Photo object pointing records:
>> Start
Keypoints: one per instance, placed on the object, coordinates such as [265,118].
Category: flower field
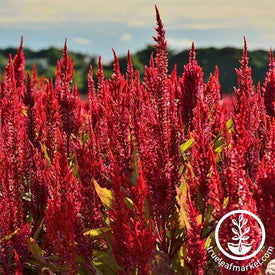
[135,180]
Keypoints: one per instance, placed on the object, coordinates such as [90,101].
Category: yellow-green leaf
[95,233]
[186,145]
[104,194]
[9,236]
[34,248]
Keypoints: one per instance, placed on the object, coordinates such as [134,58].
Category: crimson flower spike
[269,87]
[192,53]
[160,38]
[100,79]
[19,66]
[116,75]
[130,70]
[245,59]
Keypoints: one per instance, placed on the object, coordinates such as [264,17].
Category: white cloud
[179,44]
[79,40]
[126,37]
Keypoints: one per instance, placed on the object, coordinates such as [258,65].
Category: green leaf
[95,233]
[46,154]
[104,194]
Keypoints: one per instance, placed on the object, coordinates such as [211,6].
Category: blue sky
[94,27]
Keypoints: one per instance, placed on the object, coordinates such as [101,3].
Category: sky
[94,27]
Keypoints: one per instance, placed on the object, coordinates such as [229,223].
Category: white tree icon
>> End
Task description:
Quote every entry exactly, with the pictures omitted.

Written answer:
Keypoints: one per instance, placed on the object, coordinates such as [265,118].
Category: flower field
[135,180]
Keypoints: one per instance, placed on the object, coordinates such as [90,101].
Category: yellow-green leaf
[95,233]
[186,145]
[104,194]
[9,236]
[34,248]
Keypoints: one per instance, placed on the object, coordinates such as [134,58].
Category: crimson flower spike
[269,87]
[192,53]
[160,38]
[100,79]
[19,66]
[116,75]
[130,70]
[245,59]
Keypoints: one per instance, placed on the object, coordinates such as [264,17].
Category: white cloud
[179,44]
[79,40]
[126,37]
Keypoints: one per instance, placed on the object, coordinates such as [258,65].
Category: green leaf
[95,233]
[46,154]
[104,194]
Keypoints: one per instance, placed on the object, coordinates such as [211,6].
Category: blue sky
[94,27]
Keypoints: one per instance, placed on the object, coordinates such as [101,3].
Category: sky
[94,27]
Keypoints: one per instance, placed on the object, coordinates such as [229,223].
Category: white tree icon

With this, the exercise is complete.